Vorliegender Text.
© Foto: GPP/Welzhofer.
Auch Vögel haben Hunger: Ganzjahresfütterung heiß diskutiert
Das nasse, ungewöhnlich kalte Frühjahr schlug so manchem Menschen aufs Gemüt. Aber auch die Tierwelt ist wenig begeistert von den vergangenen Wochen. Insbesondere für Vögel war und ist das derzeitige Wetter lebensbedrohlich. Sie finden kaum Futter und so manche Brut vom Spatz bis zum Storch konnte nicht durchgebracht werden. Warum die heiß diskutierte Ganzjahresfütterung nachhaltig ist.
Allenfalls aus pädagogischen Gründen würde die Ganzjahresfütterung Sinn machen, heißt es aus den Kreisen der Kritiker der Ganzjahresfütterung. Zudem würden die Vögel nach einem kalten Winter genug Nahrung finden. Doch, das ungewöhnlich feuchte, sehr kalte Frühjahr war nicht nur unangenehm für uns Menschen, schadete der Landwirtschaft und treibt die diesjährigen Heizkosten hoch, auch die Tierwelt war und ist wenig begeistert. Gerade für Vögel wurde es teils dramatisch wie uns auch eine Tierärztin bestätigte: „Dieses Jahr ist es besonders schlimm und immer wieder kommen zu uns Leute in die Praxis mit verwaisten Jungvögeln“, erzählt uns Ute Dortants, Tierärztin in der Metropolregion-Rhein-Neckar. Zwar sind sich alle Experten einig, dass man vermeintlich verwaiste Jungvögel in gar keinem Fall auflesen sollte. Denn die sogenannten Ästlinge, also Jungvögel die es recht eilig haben aus dem Nest zu kommen wie beispielsweise junge Sperlinge, fliegen meist noch recht unbeholfen den erwachsenen Vögeln zu den Futterstellen hinterher. Dort verweilen sie auch ab und zu und warten auf die fütternden Eltern.

Ausgangsmaterial.
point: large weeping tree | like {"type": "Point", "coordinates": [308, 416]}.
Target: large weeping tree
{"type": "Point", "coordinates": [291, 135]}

Aufgaben.
**1.** Erklären Sie anhand des Textes über die Ganzjahresfütterung von Vögeln in ein bis drei Sätzen, warum man vermeintlich verwaiste Jungvögel nicht auflesen sollte.
**2.** Beantworten Sie die folgenden Fragen zum Text über die Ganzjahresfütterung von Vögeln.
(a) Mit welchen beiden Vogelarten umreißt der Text die Bruten, die nicht durchgebracht werden konnten?
(b) Aus welchen Gründen würde die Ganzjahresfütterung laut den Kritikern allenfalls Sinn machen?
(c) Welchen Beruf hat Ute Dortants, und in welcher Region ist sie tätig?
**3.** Zitieren Sie wortgetreu aus dem Text über die Ganzjahresfütterung von Vögeln: Beginnen Sie bei den Worten „Auch Vögel haben“ und enden Sie nach den Worten „Ganzjahresfütterung nachhaltig ist.“.

Lösungen.
**1.** Die sogenannten Ästlinge, also Jungvögel, die es recht eilig haben, aus dem Nest zu kommen, wie etwa junge Sperlinge, fliegen meist noch unbeholfen den erwachsenen Vögeln zu den Futterstellen hinterher. Dort verweilen sie ab und zu und warten auf die fütternden Eltern.

**2.**
(a) Spatz und Storch („vom Spatz bis zum Storch“)
(b) Aus pädagogischen Gründen
(c) Sie ist Tierärztin in der Metropolregion Rhein-Neckar.

**3.**
Auch Vögel haben Hunger: Ganzjahresfütterung heiß diskutiert
Das nasse, ungewöhnlich kalte Frühjahr schlug so manchem Menschen aufs Gemüt. Aber auch die Tierwelt ist wenig begeistert von den vergangenen Wochen. Insbesondere für Vögel war und ist das derzeitige Wetter lebensbedrohlich. Sie finden kaum Futter und so manche Brut vom Spatz bis zum Storch konnte nicht durchgebracht werden. Warum die heiß diskutierte Ganzjahresfütterung nachhaltig ist.